■ Extracted text
--- Start ---
One of the most useful classes I took in college was an introductory statistics class that was intended to discourage Poli. Sci. majors from continuing in their course of study (I was one at the time). The interesting thing about the class is that it included study and analysis of research as a core part of the class. We learned how to put a study together, how to develop controls, and different formulas used to confirm whether we had statistically significant results or not.

TDD

So when Phil Haack announced that Research Supports the Effectiveness of TDD I was more than a little interested in seeing what the linked report actually contained. Phil quotes from the abstract.

We found that test-first students on average wrote more tests and, in turn, students who wrote more tests tended to be more productive. We also observed that the minimum quality increased linearly with the number of programmer tests, independent of the development strategy employed.

Phil has obviously read the rest of the report and provides his favorite pieces that seem to do as his title suggests. One of the things I worry about when I see things supporting the latest and greatest software development practices, however, is a strong tendency towards confirmation bias—of looking for confirmation of current theories and overlooking counter-indicators.
--- End ---
■ Prompt
In one to three sentences, explain why the writer of the TDD research post above was keen to see what the linked report actually contained.

■ Record excerpts
--- Start ---
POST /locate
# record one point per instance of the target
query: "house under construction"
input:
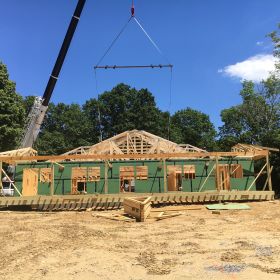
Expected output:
(136, 163)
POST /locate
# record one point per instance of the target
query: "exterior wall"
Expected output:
(154, 183)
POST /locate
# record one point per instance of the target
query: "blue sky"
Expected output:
(212, 44)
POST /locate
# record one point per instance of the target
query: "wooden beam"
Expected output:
(134, 156)
(200, 189)
(265, 184)
(217, 174)
(1, 186)
(11, 182)
(268, 172)
(106, 177)
(52, 182)
(257, 177)
(164, 176)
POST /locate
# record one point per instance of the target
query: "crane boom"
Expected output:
(38, 111)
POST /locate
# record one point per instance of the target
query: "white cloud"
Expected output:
(255, 68)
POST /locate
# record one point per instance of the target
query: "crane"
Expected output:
(40, 106)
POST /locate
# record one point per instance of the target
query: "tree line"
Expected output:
(256, 120)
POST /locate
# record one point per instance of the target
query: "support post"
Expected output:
(217, 174)
(1, 185)
(268, 172)
(11, 182)
(206, 178)
(52, 182)
(164, 176)
(265, 184)
(106, 177)
(257, 176)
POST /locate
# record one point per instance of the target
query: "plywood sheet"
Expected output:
(141, 172)
(45, 175)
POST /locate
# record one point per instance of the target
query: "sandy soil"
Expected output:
(196, 245)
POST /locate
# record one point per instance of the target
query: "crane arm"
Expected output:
(38, 111)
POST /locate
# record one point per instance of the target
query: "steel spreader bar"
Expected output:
(133, 66)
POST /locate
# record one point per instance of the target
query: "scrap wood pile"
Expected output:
--- End ---
■ Problem solution
The writer had taken an introductory statistics class in college that made the study and analysis of research a core part of the course. That class taught how to put a study together, develop controls, and use formulas to confirm statistically significant results. So when a report was announced as supporting TDD, the writer wanted to examine it.